- [EXERCISE] Write out the listing exactly as it is given.

- [Pointing records]
— BEGIN —

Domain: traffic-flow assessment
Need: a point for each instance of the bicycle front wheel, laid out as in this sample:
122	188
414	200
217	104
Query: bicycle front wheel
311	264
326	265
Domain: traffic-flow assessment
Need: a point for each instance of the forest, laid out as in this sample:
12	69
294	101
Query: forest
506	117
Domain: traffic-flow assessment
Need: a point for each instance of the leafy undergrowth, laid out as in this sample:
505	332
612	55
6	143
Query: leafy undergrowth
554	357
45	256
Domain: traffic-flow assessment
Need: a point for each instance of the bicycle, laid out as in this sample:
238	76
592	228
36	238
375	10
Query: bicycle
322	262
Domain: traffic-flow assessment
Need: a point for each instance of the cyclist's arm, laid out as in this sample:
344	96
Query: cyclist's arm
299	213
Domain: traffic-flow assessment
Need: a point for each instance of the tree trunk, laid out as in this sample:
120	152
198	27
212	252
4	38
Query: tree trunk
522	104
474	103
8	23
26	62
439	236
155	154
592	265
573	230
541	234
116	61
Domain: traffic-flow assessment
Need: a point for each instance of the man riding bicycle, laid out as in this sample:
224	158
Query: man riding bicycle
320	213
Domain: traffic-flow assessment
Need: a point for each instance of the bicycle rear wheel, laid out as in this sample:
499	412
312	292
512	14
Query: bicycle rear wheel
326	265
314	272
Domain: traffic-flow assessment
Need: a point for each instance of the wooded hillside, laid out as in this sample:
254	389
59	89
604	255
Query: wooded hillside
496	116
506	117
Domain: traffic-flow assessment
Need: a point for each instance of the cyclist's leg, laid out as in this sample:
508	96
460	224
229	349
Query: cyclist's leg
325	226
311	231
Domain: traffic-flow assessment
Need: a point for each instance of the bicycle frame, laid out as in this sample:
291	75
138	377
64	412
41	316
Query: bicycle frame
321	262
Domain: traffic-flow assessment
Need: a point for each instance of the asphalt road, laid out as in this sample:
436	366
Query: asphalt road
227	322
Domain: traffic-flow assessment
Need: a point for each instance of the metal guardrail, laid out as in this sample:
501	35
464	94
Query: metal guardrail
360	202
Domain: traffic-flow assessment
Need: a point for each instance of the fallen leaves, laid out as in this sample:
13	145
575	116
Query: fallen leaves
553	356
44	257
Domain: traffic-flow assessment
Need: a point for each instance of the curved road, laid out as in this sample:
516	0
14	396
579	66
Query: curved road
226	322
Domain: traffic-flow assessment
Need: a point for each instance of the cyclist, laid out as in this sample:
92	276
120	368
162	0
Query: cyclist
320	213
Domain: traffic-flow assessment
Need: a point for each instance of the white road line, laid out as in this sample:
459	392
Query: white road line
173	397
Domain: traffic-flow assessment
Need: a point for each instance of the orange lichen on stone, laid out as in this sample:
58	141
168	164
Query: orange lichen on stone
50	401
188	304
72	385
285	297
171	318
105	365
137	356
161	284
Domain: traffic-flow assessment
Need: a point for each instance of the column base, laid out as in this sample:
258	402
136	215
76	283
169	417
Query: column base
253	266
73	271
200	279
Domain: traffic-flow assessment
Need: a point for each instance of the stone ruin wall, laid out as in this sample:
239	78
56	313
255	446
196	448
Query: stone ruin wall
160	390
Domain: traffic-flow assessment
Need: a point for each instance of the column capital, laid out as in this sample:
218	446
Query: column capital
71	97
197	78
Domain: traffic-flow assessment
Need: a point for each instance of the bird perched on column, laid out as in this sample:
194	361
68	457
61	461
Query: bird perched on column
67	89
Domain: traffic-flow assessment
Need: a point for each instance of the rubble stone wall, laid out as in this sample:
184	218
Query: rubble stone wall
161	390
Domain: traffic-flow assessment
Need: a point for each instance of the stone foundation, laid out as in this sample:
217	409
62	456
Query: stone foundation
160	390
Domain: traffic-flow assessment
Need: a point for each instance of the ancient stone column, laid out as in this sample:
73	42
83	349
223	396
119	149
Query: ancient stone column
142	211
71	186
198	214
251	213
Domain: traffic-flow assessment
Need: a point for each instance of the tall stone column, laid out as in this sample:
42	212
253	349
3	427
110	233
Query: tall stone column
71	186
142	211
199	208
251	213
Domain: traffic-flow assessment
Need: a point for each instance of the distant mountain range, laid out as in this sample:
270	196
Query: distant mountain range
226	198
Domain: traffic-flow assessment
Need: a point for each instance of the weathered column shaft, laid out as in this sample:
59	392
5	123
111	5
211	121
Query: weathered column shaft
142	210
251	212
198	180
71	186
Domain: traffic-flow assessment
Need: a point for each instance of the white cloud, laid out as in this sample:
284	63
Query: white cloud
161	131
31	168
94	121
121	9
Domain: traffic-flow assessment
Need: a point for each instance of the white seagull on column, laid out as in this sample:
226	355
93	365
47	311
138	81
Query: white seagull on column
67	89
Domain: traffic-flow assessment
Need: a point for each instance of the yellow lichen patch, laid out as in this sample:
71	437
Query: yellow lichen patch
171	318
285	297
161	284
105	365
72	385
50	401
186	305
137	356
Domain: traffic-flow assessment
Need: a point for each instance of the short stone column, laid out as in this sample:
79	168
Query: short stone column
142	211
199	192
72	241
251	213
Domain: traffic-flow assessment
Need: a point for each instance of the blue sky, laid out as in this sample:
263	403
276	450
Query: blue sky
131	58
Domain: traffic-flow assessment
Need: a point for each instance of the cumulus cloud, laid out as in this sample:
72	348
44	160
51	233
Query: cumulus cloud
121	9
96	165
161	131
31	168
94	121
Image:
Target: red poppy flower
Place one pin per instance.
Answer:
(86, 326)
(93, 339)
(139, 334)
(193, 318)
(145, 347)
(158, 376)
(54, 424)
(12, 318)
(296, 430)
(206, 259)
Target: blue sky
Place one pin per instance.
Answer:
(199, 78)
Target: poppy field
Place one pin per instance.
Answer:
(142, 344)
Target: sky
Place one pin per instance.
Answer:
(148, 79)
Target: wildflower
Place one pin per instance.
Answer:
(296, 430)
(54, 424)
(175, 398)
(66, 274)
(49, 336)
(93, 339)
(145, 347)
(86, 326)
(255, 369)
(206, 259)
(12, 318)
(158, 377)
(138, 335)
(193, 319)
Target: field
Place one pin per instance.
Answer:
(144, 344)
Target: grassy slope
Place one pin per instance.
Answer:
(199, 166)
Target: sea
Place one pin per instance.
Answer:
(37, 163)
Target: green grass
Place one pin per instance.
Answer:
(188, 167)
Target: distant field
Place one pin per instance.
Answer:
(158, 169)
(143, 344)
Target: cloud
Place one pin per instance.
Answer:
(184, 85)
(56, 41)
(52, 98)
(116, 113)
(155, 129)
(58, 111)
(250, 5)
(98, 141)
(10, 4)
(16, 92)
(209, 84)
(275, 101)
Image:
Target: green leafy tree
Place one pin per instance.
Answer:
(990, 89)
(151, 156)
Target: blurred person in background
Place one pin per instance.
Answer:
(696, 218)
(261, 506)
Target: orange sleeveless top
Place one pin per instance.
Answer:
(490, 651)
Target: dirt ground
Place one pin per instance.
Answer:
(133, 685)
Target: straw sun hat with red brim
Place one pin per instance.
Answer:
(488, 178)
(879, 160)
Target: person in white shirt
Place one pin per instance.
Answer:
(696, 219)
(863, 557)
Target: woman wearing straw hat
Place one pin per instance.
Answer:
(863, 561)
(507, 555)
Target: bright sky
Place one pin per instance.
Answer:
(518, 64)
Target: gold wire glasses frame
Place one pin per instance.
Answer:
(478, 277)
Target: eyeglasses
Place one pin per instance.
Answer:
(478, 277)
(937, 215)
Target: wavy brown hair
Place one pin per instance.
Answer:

— END —

- [PROBLEM SOLUTION]
Domain: traffic-flow assessment
Need: a point for each instance of the bicycle front wheel, laid out as in this sample:
122	188
414	200
217	104
Query: bicycle front wheel
311	264
326	265
Domain: traffic-flow assessment
Need: a point for each instance of the forest, laid out as in this sample:
12	69
294	101
Query: forest
506	117
Domain: traffic-flow assessment
Need: a point for each instance of the leafy undergrowth, laid out as in this sample:
505	332
612	55
6	143
Query: leafy undergrowth
554	357
45	256
Domain: traffic-flow assessment
Need: a point for each instance of the bicycle, laid out as in this sample:
238	76
592	228
36	238
375	10
Query: bicycle
322	262
Domain: traffic-flow assessment
Need: a point for each instance of the cyclist's arm, laid out as in this sample:
344	96
Query: cyclist's arm
299	213
Domain: traffic-flow assessment
Need: a point for each instance of the tree trunk, laid out as in this sample:
120	152
198	27
212	252
4	38
Query: tree trunk
522	104
474	103
8	23
26	62
439	236
155	154
592	265
573	230
541	234
116	61
Domain: traffic-flow assessment
Need: a point for each instance of the man riding bicycle, laid out as in this sample:
224	158
Query: man riding bicycle
320	213
Domain: traffic-flow assessment
Need: a point for each instance of the bicycle rear wheel, laid out as in this sample:
499	412
312	292
512	14
Query: bicycle rear wheel
326	265
314	272
Domain: traffic-flow assessment
Need: a point for each instance of the wooded hillside, laid out as in this sample:
254	389
59	89
604	255
Query: wooded hillside
496	116
506	117
Domain: traffic-flow assessment
Need: a point for each instance of the cyclist's leg, laid out as in this sample:
508	96
460	224
229	349
Query: cyclist's leg
325	226
311	231
Domain: traffic-flow assessment
Need: a point for each instance of the bicycle frame, laid out as in this sample:
291	75
138	377
64	412
41	316
Query: bicycle frame
321	262
Domain: traffic-flow assessment
Need: a point for each instance of the asphalt road, laid out as in this sample:
436	366
Query: asphalt road
227	322
Domain: traffic-flow assessment
Need: a point for each instance of the metal guardrail, laid out as in this sample:
501	35
464	94
Query: metal guardrail
360	202
Domain: traffic-flow assessment
Need: a point for each instance of the fallen leaves, laid out as in this sample:
13	145
575	116
Query: fallen leaves
553	356
44	257
Domain: traffic-flow assessment
Need: a point for each instance of the curved road, laid out as in this sample:
516	0
14	396
579	66
Query: curved road
226	322
Domain: traffic-flow assessment
Need: a point for each instance of the cyclist, laid out as in this sample:
92	276
120	368
162	0
Query: cyclist
320	213
Domain: traffic-flow assessment
Need: a point for each instance of the white road line, laid out as in this sample:
459	392
Query: white road line
173	397
Domain: traffic-flow assessment
Need: a point for each instance of the orange lichen on stone, laid out as in this sample:
58	141
168	164
Query: orange lichen on stone
50	401
188	304
72	385
285	297
171	318
105	365
137	356
161	284
Domain: traffic-flow assessment
Need: a point for each instance of the column base, laid out as in this sample:
258	402
136	215
76	283
169	417
Query: column base
253	266
73	271
200	279
Domain: traffic-flow assessment
Need: a point for each instance of the stone ruin wall, laid out as in this sample:
239	78
56	313
255	446
196	448
Query: stone ruin wall
160	390
Domain: traffic-flow assessment
Need: a point for each instance of the column capital, laid out as in this sample:
218	446
Query: column capital
71	97
197	78
Domain: traffic-flow assessment
Need: a point for each instance of the bird perched on column, laid out as in this sample:
194	361
68	457
61	461
Query: bird perched on column
67	89
Domain: traffic-flow assessment
Need: a point for each instance of the rubble stone wall, laid out as in this sample:
184	218
Query: rubble stone wall
161	390
Domain: traffic-flow assessment
Need: a point for each instance of the stone foundation, laid out as in this sample:
217	409
62	456
Query: stone foundation
160	390
Domain: traffic-flow assessment
Need: a point for each instance of the ancient stone column, laid out as in this sample:
73	42
83	349
223	396
119	149
Query: ancient stone column
142	211
71	186
198	214
251	213
Domain: traffic-flow assessment
Need: a point for each instance of the tall stone column, laid out as in this sample:
42	212
253	349
3	427
110	233
Query: tall stone column
71	186
142	211
199	208
251	213
Domain: traffic-flow assessment
Need: a point for each instance of the distant mountain range, laid out as in this sample:
270	196
Query: distant mountain range
226	198
Domain: traffic-flow assessment
Need: a point for each instance of the weathered column shaft, laid out as in this sample:
59	392
5	123
111	5
211	121
Query: weathered column shaft
142	210
251	212
198	180
71	186
Domain: traffic-flow assessment
Need: a point for each instance of the white cloud, laid out as in this sample:
284	63
Query: white cloud
161	131
31	168
94	121
121	9
Domain: traffic-flow assessment
Need: a point for each instance of the white seagull on column, laid out as in this sample:
226	355
93	365
47	311
138	81
Query: white seagull on column
67	89
Domain: traffic-flow assessment
Need: a point for each instance of the yellow lichen patch, laid out as in this sample:
71	437
Query: yellow lichen patch
171	318
285	297
161	284
105	365
72	385
50	401
186	305
137	356
Domain: traffic-flow assessment
Need: a point for each instance of the short stone column, laid out as in this sample:
79	168
Query: short stone column
142	211
199	192
72	241
251	213
Domain: traffic-flow assessment
Need: a point for each instance of the blue sky, laid out as in this sample:
263	403
276	450
Query: blue sky
131	58
Domain: traffic-flow assessment
Need: a point for each instance of the cumulus cloud, laid out as in this sample:
72	348
44	160
51	233
Query: cumulus cloud
121	9
96	165
161	131
31	168
94	121
Image:
Target: red poppy flower
Place one pin per instance.
Answer:
(86, 326)
(93, 339)
(139, 334)
(193, 318)
(145, 347)
(158, 376)
(54, 424)
(12, 318)
(296, 430)
(206, 259)
Target: blue sky
Place one pin per instance.
Answer:
(199, 78)
Target: poppy field
Place one pin per instance.
Answer:
(142, 344)
Target: sky
Place one pin per instance.
Answer:
(148, 79)
Target: wildflower
Place one pin per instance.
Answer:
(296, 430)
(54, 424)
(175, 398)
(66, 274)
(49, 336)
(93, 339)
(145, 347)
(86, 326)
(255, 369)
(206, 259)
(12, 318)
(158, 377)
(138, 335)
(193, 319)
Target: field
Place one pin per instance.
Answer:
(144, 344)
Target: grassy slope
Place one pin per instance.
Answer:
(199, 166)
Target: sea
Place one pin per instance.
Answer:
(37, 163)
Target: green grass
Place one pin per instance.
Answer:
(188, 167)
Target: distant field
Place one pin per instance.
Answer:
(158, 169)
(143, 344)
Target: cloud
Place one pin per instance.
Answer:
(184, 85)
(56, 41)
(52, 98)
(116, 113)
(155, 129)
(58, 111)
(250, 5)
(98, 141)
(10, 4)
(16, 92)
(209, 84)
(275, 101)
Image:
Target: green leafy tree
Place one pin per instance.
Answer:
(990, 89)
(151, 156)
Target: blurred person in background
Place one pin per instance.
Answer:
(696, 218)
(261, 506)
Target: orange sleeveless top
Place one pin per instance.
Answer:
(490, 651)
Target: dirt ground
Place one pin per instance.
Answer:
(133, 685)
Target: straw sun hat with red brim
Place one pin per instance.
Answer:
(488, 178)
(879, 160)
Target: person in white shirt
Place one pin per instance.
Answer:
(696, 219)
(863, 557)
Target: woman wearing straw hat
Place one pin per instance.
Answer:
(863, 561)
(507, 555)
Target: bright sky
Place one pin per instance.
Answer:
(518, 64)
Target: gold wire glasses frame
Place one pin per instance.
Answer:
(478, 277)
Target: eyeglasses
Place one pin per instance.
Answer:
(478, 277)
(937, 215)
Target: wavy brown hair
Place one pin per instance.
Answer:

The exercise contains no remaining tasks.